### Votre tâche
Restituez intégralement, mot pour mot, l'extrait consacré aux pratiques de Microsoft.

À ce jour, on apprend à la plupart des enfants, dont l’éducation implique des ordinateurs, à utiliser le produit d’une seule entreprise : Microsoft. Cette firme dépense de fortes sommes pour que les groupes de pression et les commerciaux corrompent les services d’éducation. Une éducation qui mise sur la puissance des ordinateurs devrait ouvrir la voie de la liberté et de l’autonomie, et non ouvrir un boulevard au monopole insidieux d’une entreprise.
Pour en savoir plus..

Péché 2 : Invasion de la vie privée

Microsoft utilise des logiciels avec des noms fallacieux comme Windows Genuine Advantage pour inspecter le contenu des disques durs de ses utilisateurs. Les termes de la licence utilisateur que l’on est obligé d’accepter avant de pouvoir utiliser Windows préviennent bien que Microsoft se réserve le droit de faire ça sans avertissement.
Pour en savoir plus..

Péché 3 : Comportement monopolistique

Pratiquement tous les ordinateurs achètés sont vendus avec Windows pré-installé, et non par un libre choix. Microsoft impose ses dictats aux revendeurs de matériel informatique, pour qu’ils ne proposent pas de PC sans Windows pré-installé, bien que de très nombreux clients le leur demandent. Même les ordinateurs disponibles avec d’autres systèmes d’exploitations pré-installés tel que GNU/Linux incluaient souvent Windows au départ.
Pour en savoir plus..

(Enregistrements d'une collection)
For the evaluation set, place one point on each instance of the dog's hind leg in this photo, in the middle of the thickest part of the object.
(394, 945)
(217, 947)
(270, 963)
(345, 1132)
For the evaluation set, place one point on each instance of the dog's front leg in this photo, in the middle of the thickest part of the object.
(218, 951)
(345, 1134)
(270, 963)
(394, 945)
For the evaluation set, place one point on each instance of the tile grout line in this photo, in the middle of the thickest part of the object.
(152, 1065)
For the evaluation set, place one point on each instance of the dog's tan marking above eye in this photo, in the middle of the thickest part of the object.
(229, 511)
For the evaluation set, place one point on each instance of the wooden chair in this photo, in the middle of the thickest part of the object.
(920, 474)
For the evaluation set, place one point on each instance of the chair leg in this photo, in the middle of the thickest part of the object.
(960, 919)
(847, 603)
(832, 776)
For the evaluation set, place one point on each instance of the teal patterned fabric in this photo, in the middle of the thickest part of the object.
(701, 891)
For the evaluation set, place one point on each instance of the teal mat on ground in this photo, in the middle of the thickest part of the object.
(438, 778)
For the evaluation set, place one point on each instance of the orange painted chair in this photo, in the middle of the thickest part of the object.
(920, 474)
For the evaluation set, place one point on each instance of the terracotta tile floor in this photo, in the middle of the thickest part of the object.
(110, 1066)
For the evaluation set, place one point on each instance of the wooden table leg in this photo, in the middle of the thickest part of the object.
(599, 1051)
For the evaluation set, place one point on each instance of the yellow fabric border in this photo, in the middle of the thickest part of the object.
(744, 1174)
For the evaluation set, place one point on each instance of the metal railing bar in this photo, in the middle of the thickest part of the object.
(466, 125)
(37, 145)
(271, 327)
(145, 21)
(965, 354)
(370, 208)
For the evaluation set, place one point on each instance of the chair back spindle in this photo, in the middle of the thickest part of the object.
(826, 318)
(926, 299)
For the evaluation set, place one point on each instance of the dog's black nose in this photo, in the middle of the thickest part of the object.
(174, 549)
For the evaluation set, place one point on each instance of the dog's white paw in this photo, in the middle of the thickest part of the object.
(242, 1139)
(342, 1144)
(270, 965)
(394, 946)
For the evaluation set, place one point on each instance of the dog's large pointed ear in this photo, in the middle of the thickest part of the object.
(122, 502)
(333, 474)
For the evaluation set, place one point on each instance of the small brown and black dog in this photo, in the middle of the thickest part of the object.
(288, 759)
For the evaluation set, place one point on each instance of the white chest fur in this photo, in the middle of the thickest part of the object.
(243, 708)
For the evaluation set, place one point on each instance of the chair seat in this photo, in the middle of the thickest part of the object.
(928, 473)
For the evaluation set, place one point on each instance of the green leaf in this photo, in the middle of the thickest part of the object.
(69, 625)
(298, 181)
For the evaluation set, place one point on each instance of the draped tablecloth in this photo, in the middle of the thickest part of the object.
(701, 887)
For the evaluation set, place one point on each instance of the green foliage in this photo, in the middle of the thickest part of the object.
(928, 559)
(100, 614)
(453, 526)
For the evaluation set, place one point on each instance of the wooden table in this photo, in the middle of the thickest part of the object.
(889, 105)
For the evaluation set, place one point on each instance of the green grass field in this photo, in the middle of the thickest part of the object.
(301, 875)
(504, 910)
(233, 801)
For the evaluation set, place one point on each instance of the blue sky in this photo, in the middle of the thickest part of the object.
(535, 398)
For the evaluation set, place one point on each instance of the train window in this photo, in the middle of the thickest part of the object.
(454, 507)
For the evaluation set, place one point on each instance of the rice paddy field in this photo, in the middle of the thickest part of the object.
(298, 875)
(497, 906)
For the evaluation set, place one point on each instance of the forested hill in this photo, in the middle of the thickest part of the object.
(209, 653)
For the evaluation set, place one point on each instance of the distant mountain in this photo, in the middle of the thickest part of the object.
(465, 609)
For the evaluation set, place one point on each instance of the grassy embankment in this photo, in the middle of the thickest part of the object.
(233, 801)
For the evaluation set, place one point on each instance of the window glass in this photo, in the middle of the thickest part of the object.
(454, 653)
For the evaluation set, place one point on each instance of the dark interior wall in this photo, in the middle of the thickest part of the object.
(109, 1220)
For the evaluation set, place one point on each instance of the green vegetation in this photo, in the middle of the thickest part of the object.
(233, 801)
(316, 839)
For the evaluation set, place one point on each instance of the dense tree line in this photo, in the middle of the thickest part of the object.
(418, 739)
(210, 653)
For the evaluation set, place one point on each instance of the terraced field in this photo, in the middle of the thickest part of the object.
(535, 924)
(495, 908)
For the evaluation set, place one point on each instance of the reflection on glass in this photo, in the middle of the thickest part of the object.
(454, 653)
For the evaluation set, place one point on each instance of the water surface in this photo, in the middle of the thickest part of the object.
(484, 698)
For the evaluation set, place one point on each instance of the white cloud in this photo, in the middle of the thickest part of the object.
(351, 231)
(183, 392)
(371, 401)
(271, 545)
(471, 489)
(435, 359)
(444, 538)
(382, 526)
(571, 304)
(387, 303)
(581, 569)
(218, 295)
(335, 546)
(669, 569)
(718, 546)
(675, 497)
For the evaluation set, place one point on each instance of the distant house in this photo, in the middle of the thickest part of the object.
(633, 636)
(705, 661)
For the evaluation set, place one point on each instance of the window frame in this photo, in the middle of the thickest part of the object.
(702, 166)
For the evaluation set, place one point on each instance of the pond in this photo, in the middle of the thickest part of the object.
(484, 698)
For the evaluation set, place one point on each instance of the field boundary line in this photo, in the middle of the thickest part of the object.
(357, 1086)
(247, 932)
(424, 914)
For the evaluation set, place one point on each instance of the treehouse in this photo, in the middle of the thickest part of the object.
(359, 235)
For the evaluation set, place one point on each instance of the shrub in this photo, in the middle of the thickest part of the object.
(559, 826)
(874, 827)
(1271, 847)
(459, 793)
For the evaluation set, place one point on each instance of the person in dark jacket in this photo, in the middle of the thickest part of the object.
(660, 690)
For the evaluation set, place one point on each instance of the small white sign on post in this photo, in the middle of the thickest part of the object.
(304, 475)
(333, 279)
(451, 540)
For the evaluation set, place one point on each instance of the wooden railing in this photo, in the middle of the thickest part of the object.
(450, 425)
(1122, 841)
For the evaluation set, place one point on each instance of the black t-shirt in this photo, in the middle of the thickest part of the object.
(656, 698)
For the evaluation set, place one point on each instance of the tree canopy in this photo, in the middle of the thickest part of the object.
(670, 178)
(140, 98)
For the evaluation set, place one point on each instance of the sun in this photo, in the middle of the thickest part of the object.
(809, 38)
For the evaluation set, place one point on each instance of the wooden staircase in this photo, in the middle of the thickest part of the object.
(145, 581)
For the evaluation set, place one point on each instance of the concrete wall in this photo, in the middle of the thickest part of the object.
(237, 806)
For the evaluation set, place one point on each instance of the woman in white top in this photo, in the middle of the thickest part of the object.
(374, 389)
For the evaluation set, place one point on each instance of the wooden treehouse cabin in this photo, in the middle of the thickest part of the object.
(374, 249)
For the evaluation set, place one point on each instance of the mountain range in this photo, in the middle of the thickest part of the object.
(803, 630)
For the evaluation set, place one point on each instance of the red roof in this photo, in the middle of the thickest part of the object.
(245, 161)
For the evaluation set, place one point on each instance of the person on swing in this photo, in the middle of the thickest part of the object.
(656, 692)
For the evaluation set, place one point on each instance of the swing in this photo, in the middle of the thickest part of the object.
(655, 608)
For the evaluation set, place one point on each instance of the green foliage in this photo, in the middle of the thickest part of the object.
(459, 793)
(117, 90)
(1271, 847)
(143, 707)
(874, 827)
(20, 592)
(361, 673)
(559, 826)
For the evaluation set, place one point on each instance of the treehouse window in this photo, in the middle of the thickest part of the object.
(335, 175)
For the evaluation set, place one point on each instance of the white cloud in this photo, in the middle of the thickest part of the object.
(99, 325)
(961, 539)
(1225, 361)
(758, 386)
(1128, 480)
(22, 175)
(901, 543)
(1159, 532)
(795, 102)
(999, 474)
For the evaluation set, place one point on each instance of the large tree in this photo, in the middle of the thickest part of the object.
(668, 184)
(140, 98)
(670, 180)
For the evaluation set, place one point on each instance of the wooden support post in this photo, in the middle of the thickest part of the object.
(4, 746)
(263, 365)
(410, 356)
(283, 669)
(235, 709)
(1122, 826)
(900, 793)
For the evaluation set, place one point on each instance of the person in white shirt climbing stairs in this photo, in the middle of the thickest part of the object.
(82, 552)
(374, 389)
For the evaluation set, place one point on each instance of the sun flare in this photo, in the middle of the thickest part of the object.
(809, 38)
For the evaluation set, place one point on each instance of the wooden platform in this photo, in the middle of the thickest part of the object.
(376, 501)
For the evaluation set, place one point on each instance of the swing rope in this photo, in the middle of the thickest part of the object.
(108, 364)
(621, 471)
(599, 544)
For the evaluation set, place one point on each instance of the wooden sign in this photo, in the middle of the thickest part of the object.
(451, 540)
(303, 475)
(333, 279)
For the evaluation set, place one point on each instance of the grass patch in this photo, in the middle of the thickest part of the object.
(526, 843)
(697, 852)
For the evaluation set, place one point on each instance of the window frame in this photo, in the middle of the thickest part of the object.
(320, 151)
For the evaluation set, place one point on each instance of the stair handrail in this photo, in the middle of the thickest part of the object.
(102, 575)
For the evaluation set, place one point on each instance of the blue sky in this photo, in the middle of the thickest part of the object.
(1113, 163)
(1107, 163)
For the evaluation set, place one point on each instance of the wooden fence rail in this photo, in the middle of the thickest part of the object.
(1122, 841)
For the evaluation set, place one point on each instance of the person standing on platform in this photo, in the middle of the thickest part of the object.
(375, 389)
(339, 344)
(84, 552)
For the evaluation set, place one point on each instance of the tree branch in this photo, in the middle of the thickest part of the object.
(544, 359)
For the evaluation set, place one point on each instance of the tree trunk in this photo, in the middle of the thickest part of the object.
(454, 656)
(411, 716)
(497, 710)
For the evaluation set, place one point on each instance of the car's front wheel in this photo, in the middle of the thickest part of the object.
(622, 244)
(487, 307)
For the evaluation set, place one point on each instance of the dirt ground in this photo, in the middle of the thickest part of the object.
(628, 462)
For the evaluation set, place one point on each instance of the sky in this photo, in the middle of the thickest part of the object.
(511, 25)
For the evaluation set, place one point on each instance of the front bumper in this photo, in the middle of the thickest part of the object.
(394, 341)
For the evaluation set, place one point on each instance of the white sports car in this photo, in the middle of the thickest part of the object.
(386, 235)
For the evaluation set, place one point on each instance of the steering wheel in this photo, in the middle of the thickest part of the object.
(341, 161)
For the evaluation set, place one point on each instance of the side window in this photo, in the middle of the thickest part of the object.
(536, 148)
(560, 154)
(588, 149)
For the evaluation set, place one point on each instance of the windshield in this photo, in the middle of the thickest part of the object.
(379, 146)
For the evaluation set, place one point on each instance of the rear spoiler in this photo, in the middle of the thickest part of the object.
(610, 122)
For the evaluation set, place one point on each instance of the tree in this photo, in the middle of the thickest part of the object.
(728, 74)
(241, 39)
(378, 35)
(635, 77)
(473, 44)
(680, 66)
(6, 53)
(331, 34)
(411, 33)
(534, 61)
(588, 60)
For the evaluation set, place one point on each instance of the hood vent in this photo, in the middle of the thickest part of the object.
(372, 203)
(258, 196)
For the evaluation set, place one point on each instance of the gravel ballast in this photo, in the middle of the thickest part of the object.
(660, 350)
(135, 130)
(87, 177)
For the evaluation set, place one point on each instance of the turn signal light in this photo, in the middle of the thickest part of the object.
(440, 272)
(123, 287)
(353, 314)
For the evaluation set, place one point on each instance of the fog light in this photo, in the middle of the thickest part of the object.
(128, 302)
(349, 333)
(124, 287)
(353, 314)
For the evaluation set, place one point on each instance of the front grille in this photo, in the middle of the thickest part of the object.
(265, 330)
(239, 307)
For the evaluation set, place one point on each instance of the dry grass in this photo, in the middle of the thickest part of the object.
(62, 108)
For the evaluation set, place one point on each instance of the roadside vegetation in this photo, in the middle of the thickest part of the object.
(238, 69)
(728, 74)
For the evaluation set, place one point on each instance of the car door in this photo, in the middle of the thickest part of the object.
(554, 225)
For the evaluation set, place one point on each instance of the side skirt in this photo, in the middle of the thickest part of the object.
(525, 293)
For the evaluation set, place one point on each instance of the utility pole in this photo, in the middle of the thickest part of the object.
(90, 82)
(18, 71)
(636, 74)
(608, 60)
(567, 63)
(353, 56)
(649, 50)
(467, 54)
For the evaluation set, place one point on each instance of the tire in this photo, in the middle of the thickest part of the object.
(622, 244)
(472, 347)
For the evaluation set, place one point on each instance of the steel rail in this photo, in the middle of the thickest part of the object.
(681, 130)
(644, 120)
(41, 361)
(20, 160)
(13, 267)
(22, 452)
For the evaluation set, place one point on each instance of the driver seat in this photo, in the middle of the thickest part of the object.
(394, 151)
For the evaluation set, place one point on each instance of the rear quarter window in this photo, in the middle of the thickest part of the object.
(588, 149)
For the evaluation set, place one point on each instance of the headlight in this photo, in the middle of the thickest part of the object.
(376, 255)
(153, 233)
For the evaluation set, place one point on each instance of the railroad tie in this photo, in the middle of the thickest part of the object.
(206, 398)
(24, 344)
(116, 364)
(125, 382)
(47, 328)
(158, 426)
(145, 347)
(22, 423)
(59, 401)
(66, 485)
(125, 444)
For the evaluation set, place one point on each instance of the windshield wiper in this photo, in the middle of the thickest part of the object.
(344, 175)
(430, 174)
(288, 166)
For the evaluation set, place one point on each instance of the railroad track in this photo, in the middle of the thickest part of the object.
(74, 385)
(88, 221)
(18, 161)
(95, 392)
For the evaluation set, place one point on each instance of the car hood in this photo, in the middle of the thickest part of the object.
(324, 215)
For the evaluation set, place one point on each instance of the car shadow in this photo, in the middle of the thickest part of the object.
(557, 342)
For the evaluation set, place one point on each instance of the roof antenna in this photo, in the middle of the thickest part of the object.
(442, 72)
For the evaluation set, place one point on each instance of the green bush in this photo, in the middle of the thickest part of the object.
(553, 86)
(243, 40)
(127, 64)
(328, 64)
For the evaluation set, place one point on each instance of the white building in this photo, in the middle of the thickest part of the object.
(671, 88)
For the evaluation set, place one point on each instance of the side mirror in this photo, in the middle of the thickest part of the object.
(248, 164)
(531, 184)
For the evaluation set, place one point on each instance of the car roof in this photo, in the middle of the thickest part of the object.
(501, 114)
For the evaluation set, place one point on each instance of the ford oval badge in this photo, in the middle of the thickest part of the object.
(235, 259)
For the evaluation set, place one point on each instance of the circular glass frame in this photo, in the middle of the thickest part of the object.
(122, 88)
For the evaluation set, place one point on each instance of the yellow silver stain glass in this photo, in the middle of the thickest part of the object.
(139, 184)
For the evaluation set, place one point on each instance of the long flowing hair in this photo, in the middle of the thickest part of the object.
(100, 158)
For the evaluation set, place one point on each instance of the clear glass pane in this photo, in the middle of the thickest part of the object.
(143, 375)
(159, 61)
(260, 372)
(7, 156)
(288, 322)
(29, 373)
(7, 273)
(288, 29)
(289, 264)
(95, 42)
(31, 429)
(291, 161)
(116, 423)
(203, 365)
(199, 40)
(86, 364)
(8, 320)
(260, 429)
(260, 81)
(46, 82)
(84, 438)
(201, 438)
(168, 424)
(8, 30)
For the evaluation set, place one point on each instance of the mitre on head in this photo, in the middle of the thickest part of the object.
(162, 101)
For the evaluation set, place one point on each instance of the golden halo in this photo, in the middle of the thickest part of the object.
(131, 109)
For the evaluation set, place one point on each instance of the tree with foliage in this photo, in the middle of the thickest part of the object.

### Solution proposée
À ce jour, on apprend à la plupart des enfants, dont l’éducation implique des ordinateurs, à utiliser le produit d’une seule entreprise : Microsoft. Cette firme dépense de fortes sommes pour que les groupes de pression et les commerciaux corrompent les services d’éducation. Une éducation qui mise sur la puissance des ordinateurs devrait ouvrir la voie de la liberté et de l’autonomie, et non ouvrir un boulevard au monopole insidieux d’une entreprise.
Pour en savoir plus..

Péché 2 : Invasion de la vie privée

Microsoft utilise des logiciels avec des noms fallacieux comme Windows Genuine Advantage pour inspecter le contenu des disques durs de ses utilisateurs. Les termes de la licence utilisateur que l’on est obligé d’accepter avant de pouvoir utiliser Windows préviennent bien que Microsoft se réserve le droit de faire ça sans avertissement.
Pour en savoir plus..

Péché 3 : Comportement monopolistique

Pratiquement tous les ordinateurs achètés sont vendus avec Windows pré-installé, et non par un libre choix. Microsoft impose ses dictats aux revendeurs de matériel informatique, pour qu’ils ne proposent pas de PC sans Windows pré-installé, bien que de très nombreux clients le leur demandent. Même les ordinateurs disponibles avec d’autres systèmes d’exploitations pré-installés tel que GNU/Linux incluaient souvent Windows au départ.
Pour en savoir plus..